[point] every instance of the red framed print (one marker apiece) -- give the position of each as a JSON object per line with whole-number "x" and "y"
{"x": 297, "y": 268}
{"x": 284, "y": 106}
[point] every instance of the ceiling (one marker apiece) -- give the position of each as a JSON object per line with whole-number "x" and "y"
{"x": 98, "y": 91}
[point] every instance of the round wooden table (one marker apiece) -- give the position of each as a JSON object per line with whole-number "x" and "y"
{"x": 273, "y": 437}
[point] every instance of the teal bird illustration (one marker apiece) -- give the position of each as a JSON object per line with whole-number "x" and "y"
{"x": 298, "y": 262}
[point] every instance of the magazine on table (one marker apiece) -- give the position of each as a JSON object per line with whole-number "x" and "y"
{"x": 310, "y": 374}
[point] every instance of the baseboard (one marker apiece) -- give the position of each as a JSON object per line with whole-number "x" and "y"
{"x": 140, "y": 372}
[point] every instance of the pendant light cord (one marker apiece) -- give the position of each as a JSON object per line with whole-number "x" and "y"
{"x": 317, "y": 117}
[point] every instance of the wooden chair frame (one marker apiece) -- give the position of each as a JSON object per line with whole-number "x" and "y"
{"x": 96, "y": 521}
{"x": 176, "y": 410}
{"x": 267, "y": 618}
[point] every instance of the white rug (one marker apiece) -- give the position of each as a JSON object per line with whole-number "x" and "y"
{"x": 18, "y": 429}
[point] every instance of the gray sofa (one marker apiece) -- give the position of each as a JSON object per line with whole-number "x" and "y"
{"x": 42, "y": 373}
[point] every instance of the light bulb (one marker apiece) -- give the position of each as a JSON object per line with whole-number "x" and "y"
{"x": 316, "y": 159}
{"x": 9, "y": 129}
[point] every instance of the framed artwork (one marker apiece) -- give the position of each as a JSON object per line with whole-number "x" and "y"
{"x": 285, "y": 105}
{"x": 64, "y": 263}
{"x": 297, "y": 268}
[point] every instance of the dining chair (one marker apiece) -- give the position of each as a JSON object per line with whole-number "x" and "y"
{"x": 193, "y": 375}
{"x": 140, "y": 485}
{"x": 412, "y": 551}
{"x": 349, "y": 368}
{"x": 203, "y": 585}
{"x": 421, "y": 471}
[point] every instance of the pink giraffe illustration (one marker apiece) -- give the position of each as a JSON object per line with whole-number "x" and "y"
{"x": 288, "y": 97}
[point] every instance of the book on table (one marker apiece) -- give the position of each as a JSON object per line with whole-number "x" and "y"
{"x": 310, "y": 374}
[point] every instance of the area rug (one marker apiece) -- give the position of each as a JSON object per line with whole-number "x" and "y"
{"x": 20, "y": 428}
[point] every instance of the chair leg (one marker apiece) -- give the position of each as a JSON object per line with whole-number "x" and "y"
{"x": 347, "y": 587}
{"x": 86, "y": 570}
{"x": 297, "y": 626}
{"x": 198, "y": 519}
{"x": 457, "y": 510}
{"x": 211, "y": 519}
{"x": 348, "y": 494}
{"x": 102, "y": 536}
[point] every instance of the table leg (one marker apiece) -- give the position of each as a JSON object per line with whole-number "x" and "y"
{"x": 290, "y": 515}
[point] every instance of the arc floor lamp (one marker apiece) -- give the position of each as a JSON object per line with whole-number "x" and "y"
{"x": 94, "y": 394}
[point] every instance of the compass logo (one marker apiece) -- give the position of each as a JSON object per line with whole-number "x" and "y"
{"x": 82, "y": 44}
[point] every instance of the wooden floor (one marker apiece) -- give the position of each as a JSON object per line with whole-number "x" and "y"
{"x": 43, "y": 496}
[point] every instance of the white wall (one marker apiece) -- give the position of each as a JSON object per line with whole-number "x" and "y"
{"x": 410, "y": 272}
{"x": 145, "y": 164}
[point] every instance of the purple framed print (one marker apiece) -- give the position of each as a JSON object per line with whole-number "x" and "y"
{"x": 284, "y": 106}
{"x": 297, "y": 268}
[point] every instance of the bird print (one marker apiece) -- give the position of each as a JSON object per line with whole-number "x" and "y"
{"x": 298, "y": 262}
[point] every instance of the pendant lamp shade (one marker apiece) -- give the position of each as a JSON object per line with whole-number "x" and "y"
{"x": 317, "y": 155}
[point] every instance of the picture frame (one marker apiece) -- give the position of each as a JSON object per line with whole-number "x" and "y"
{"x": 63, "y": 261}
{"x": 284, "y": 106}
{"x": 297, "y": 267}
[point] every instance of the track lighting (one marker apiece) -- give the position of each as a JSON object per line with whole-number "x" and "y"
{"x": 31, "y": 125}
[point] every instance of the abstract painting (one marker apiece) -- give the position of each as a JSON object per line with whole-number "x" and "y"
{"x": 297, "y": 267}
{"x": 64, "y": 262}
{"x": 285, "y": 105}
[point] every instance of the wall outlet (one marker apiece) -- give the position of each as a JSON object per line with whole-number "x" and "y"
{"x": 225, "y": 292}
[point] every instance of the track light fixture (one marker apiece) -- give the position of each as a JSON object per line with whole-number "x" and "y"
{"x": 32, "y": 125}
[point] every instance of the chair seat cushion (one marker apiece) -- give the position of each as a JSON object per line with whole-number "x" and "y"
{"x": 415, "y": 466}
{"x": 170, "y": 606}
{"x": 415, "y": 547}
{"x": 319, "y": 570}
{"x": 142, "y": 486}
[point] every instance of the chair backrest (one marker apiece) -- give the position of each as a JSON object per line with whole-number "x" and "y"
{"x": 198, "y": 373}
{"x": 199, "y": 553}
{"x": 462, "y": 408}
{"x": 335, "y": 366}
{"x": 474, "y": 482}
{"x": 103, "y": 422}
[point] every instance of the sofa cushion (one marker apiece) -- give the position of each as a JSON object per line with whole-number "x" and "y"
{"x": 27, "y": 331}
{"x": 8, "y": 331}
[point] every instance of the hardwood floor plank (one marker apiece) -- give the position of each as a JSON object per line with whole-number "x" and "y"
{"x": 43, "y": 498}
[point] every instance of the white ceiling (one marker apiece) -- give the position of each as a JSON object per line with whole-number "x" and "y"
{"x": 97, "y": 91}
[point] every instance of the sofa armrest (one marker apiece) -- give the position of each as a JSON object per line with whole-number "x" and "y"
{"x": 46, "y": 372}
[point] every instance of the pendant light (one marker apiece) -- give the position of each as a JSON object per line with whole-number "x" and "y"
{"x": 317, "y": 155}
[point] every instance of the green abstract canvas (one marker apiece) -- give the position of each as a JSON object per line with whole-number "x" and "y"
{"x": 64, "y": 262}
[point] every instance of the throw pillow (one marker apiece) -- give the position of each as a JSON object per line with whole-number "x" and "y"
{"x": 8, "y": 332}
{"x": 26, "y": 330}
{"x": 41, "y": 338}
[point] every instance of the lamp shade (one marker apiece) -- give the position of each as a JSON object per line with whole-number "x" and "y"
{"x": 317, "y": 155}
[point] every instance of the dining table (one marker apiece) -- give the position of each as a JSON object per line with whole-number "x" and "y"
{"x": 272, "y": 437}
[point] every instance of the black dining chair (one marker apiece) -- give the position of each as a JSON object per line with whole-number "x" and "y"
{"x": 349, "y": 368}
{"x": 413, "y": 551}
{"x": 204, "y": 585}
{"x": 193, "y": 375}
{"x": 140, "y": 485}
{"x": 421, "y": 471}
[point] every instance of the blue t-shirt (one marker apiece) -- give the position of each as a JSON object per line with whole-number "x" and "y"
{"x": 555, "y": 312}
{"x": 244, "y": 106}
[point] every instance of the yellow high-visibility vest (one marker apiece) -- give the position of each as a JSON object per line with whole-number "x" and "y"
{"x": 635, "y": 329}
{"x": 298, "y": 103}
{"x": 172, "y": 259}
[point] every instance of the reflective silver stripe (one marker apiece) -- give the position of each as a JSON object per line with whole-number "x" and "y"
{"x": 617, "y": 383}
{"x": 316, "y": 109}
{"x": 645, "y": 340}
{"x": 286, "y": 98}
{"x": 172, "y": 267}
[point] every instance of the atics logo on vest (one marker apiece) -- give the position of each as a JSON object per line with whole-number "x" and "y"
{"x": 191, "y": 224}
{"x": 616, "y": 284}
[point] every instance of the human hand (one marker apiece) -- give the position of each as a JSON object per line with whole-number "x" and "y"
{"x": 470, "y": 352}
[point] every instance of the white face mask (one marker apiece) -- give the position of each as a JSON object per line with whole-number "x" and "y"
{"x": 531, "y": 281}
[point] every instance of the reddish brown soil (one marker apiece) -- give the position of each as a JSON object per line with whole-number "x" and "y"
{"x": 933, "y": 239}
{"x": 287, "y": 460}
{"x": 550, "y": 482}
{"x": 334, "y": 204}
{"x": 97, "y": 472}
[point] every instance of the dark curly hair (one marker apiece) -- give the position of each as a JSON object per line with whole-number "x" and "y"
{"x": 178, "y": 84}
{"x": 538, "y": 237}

Short problem → Only the lines from the one with "[point] every instance of the reflective" through the end of the material are wanted; copy them exactly, both ends included.

Full response →
[point] every instance of the reflective silver stripe (one marker apiece) -- give the position of each as a JSON object per line with whole-number "x" and "y"
{"x": 617, "y": 383}
{"x": 316, "y": 109}
{"x": 645, "y": 340}
{"x": 286, "y": 98}
{"x": 172, "y": 267}
[point] every instance of the atics logo on vest (one marker apiece) -- give the position of each as a JSON object per line with whole-number "x" and "y"
{"x": 191, "y": 224}
{"x": 616, "y": 284}
[point] every instance of the human hand (one marker apiece) -- give the position of each as a JSON object per line with whole-number "x" and "y"
{"x": 470, "y": 352}
[point] every instance of the white face mask (one marker apiece) -- give the position of each as a JSON object per line with whole-number "x" and "y"
{"x": 531, "y": 281}
[point] every instance of the reddish brown soil (one marker apiece) -- give the position of each as a JSON object per line with whole-number "x" and "y"
{"x": 933, "y": 239}
{"x": 287, "y": 460}
{"x": 550, "y": 482}
{"x": 334, "y": 204}
{"x": 97, "y": 472}
[point] every instance of the dark curly hair (one marker apiece) -- give the position of each as a JSON object per line with whole-number "x" and "y"
{"x": 178, "y": 84}
{"x": 538, "y": 237}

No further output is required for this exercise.